+++ DADOS DO EXERCÍCIO

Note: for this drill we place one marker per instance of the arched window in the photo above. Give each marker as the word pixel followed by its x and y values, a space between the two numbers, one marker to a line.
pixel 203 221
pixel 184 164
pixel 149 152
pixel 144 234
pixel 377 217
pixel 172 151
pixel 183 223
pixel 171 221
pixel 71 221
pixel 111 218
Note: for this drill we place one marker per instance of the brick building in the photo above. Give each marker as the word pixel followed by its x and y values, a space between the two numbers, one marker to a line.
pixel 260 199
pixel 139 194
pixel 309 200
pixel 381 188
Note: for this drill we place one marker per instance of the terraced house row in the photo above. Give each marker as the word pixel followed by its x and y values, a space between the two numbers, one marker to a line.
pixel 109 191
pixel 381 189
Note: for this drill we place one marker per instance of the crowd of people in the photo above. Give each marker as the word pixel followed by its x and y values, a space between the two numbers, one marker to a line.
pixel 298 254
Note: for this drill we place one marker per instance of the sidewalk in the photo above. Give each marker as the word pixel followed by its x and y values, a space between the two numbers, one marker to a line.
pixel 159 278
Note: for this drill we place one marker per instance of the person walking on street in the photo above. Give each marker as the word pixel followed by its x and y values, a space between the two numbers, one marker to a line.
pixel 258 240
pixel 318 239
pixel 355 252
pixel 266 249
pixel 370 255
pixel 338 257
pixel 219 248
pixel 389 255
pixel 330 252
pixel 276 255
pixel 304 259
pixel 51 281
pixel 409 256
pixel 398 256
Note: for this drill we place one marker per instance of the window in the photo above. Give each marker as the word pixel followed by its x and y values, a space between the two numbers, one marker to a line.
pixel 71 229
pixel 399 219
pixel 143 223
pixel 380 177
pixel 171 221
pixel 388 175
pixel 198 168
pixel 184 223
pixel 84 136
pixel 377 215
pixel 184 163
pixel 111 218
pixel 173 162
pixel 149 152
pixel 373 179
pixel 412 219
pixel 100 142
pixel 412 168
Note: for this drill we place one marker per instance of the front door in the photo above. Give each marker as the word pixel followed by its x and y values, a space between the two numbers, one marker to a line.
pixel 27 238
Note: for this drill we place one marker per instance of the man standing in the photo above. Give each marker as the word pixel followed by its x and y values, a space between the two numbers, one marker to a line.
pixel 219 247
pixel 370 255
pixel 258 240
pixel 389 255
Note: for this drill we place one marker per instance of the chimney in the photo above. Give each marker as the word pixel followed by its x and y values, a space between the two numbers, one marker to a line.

++++++

=== O PEDIDO ===
Transforme todas as linhas dos registros acima em uma lista JSON de strings, com uma string por linha e sem as linhas em branco.

=== RESPOSTA DA TAREFA ===
[
  "Note: for this drill we place one marker per instance of the arched window in the photo above. Give each marker as the word pixel followed by its x and y values, a space between the two numbers, one marker to a line.",
  "pixel 203 221",
  "pixel 184 164",
  "pixel 149 152",
  "pixel 144 234",
  "pixel 377 217",
  "pixel 172 151",
  "pixel 183 223",
  "pixel 171 221",
  "pixel 71 221",
  "pixel 111 218",
  "Note: for this drill we place one marker per instance of the brick building in the photo above. Give each marker as the word pixel followed by its x and y values, a space between the two numbers, one marker to a line.",
  "pixel 260 199",
  "pixel 139 194",
  "pixel 309 200",
  "pixel 381 188",
  "Note: for this drill we place one marker per instance of the terraced house row in the photo above. Give each marker as the word pixel followed by its x and y values, a space between the two numbers, one marker to a line.",
  "pixel 109 191",
  "pixel 381 189",
  "Note: for this drill we place one marker per instance of the crowd of people in the photo above. Give each marker as the word pixel followed by its x and y values, a space between the two numbers, one marker to a line.",
  "pixel 298 254",
  "Note: for this drill we place one marker per instance of the sidewalk in the photo above. Give each marker as the word pixel followed by its x and y values, a space between the two numbers, one marker to a line.",
  "pixel 159 278",
  "Note: for this drill we place one marker per instance of the person walking on street in the photo above. Give each marker as the word pixel followed by its x and y values, a space between the two numbers, one marker to a line.",
  "pixel 258 240",
  "pixel 318 239",
  "pixel 355 252",
  "pixel 266 249",
  "pixel 370 255",
  "pixel 338 257",
  "pixel 219 248",
  "pixel 389 255",
  "pixel 330 252",
  "pixel 276 255",
  "pixel 304 259",
  "pixel 51 281",
  "pixel 409 256",
  "pixel 398 256",
  "Note: for this drill we place one marker per instance of the window in the photo above. Give each marker as the word pixel followed by its x and y values, a space between the two numbers, one marker to a line.",
  "pixel 71 229",
  "pixel 399 219",
  "pixel 143 223",
  "pixel 380 177",
  "pixel 171 221",
  "pixel 388 175",
  "pixel 198 168",
  "pixel 184 223",
  "pixel 84 136",
  "pixel 377 215",
  "pixel 184 163",
  "pixel 111 218",
  "pixel 173 162",
  "pixel 149 152",
  "pixel 373 179",
  "pixel 412 219",
  "pixel 100 142",
  "pixel 412 168",
  "Note: for this drill we place one marker per instance of the front door in the photo above. Give each marker as the word pixel followed by its x and y values, a space between the two numbers, one marker to a line.",
  "pixel 27 238",
  "Note: for this drill we place one marker per instance of the man standing in the photo above. Give each marker as the word pixel followed by its x and y values, a space between the two numbers, one marker to a line.",
  "pixel 219 247",
  "pixel 370 255",
  "pixel 258 240",
  "pixel 389 255",
  "Note: for this drill we place one marker per instance of the chimney in the photo above. Give each marker as the word pixel followed by its x and y values, a space between the two numbers, one marker to a line."
]